— SUPPLIED PASSAGE —
__________
- Active: 20 December 1943 – 30 June 1945
- Country: United States of America
- Branch: United States Navy
- Type: squadron
- Role: Maritime patrol
- Engagements: World War II

Aircraft flown
- Patrol: PBM-3D

= VPB-16 =

VPB-16 was a Patrol Bombing Squadron of the U.S. Navy. The squadron was established as Patrol Squadron 16 (VP-16) on 20 December 1943, redesignated Patrol Bombing Squadron 16 (VPB-16) on 1 October 1944 and disestablished on 30 June 1945.

==Operational history==
- 3 January 1944: VP-16 was established at NAS Norfolk, Virginia, under the operational control of FAW-5, as a seaplane patrol squadron flying the PBM-3D Mariner.
- 12 March 1944: After a brief period of shakedown training, the squadron was relocated to NAS Key West, Florida, for further training in Anti-submarine warfare (ASW). On 6 April 1944, orders were received to transfer the squadron assets and personnel to NAS Alameda, California, for deployment to the South Pacific.
- 11 April 1944: VP-16 began the trans-Pacific flight from NAS Alameda to NAS Kaneohe Bay, Hawaii. By 8 May 1944, the squadron was ready for the continuation of combat training, commencing with patrols and ASW training in the vicinity of the Hawaiian Islands under the operational command of FAW-2. Lieutenant W. R. Briggs and his crew ditched en route and spent 44 hours in life rafts before being rescued without injuries.
- 7 June 1944: VP-16 departed for Eniwetok, having been operational at the beginning of the month. By 17 June 1944, the squadron was conducting searches and patrols during the Marianas Campaign. Tender support at Eniwetok was provided by .
__________
Pointing dataset excerpts

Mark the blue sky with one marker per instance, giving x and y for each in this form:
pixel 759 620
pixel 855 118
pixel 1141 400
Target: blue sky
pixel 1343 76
__________
— TASKS AND EXERCISES —
1. In the squadron article, how many hours did Lieutenant W. R. Briggs and his crew spend in life rafts before their rescue?
2. Pull out each line of the entries that contains the word "blue". Case counts.

— SOLUTIONS TO THE EXERCISE —
1. 44 hours.

2.
Mark the blue sky with one marker per instance, giving x and y for each in this form:
Target: blue sky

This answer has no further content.